[Items listed in a dataset]
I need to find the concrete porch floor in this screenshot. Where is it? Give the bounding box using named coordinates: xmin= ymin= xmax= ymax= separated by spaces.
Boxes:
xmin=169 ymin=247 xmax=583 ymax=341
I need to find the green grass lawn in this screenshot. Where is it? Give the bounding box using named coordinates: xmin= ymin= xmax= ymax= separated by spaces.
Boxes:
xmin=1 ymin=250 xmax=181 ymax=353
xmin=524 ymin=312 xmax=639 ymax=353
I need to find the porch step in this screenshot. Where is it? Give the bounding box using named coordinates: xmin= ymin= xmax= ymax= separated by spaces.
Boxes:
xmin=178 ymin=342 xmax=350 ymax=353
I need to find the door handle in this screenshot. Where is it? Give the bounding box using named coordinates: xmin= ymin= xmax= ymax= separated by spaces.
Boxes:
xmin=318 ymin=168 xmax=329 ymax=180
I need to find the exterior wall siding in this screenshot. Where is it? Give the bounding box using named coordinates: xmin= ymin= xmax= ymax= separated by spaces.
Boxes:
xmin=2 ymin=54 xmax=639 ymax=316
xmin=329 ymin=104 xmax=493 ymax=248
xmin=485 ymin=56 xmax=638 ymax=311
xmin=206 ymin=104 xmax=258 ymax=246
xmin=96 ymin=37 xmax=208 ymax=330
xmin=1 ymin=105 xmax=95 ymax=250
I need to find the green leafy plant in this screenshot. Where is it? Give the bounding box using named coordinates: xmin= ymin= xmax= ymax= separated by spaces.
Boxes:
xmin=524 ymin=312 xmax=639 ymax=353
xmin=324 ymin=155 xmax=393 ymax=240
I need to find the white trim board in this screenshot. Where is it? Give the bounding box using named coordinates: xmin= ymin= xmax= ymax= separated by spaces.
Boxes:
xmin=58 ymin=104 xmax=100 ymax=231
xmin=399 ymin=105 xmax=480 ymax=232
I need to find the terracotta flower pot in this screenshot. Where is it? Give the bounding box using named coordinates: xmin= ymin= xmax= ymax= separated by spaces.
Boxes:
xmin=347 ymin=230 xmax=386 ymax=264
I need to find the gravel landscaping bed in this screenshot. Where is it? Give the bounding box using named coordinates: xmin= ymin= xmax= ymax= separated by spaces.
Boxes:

*What the task requires*. Copy out every line of the data above, word for word and in the same order.

*Output below*.
I need to find the concrete porch floor in this screenshot. Where is it? Give the bounding box using named coordinates: xmin= ymin= xmax= ymax= separated by spaces.
Boxes:
xmin=169 ymin=247 xmax=583 ymax=341
I need to find the green grass lawn in this screenshot. Where is it? Give the bounding box using named coordinates: xmin= ymin= xmax= ymax= separated by spaces.
Boxes:
xmin=1 ymin=250 xmax=181 ymax=353
xmin=524 ymin=312 xmax=639 ymax=353
I need to find the porch step in this screenshot. Where is it? Give the bounding box using named coordinates: xmin= ymin= xmax= ymax= separated by spaces.
Boxes:
xmin=178 ymin=342 xmax=350 ymax=353
I need to find the door handle in this screenshot. Where is it? Give the bounding box using named coordinates: xmin= ymin= xmax= ymax= separated by spaces.
Boxes:
xmin=318 ymin=168 xmax=329 ymax=180
I need to find the exterior wall siding in this screenshot. Where is it? Give the bounding box using named coordinates: xmin= ymin= xmax= ymax= separated by spaces.
Boxes:
xmin=2 ymin=54 xmax=639 ymax=316
xmin=329 ymin=104 xmax=493 ymax=248
xmin=485 ymin=56 xmax=638 ymax=311
xmin=206 ymin=104 xmax=258 ymax=246
xmin=96 ymin=37 xmax=208 ymax=330
xmin=1 ymin=105 xmax=95 ymax=250
I need to find the green leafy plant in this screenshot. Where is it? Give the bounding box using named coordinates: xmin= ymin= xmax= ymax= separated by spaces.
Boxes:
xmin=524 ymin=312 xmax=639 ymax=353
xmin=324 ymin=155 xmax=393 ymax=240
I need to find the white trim board in this screenshot. Where is it? Give the bounding box using named coordinates: xmin= ymin= xmax= ymax= separated by spaces.
Boxes:
xmin=58 ymin=104 xmax=100 ymax=231
xmin=399 ymin=105 xmax=480 ymax=232
I need to find the terracotta flower pot in this screenshot. Where is it? Give the bounding box using named coordinates: xmin= ymin= xmax= ymax= separated by spaces.
Boxes:
xmin=347 ymin=230 xmax=386 ymax=264
I need to find the gravel landscaping bed in this screenshot. Where is it? Give the bounding box using named coordinates: xmin= ymin= xmax= ymax= separated by spaces.
Boxes:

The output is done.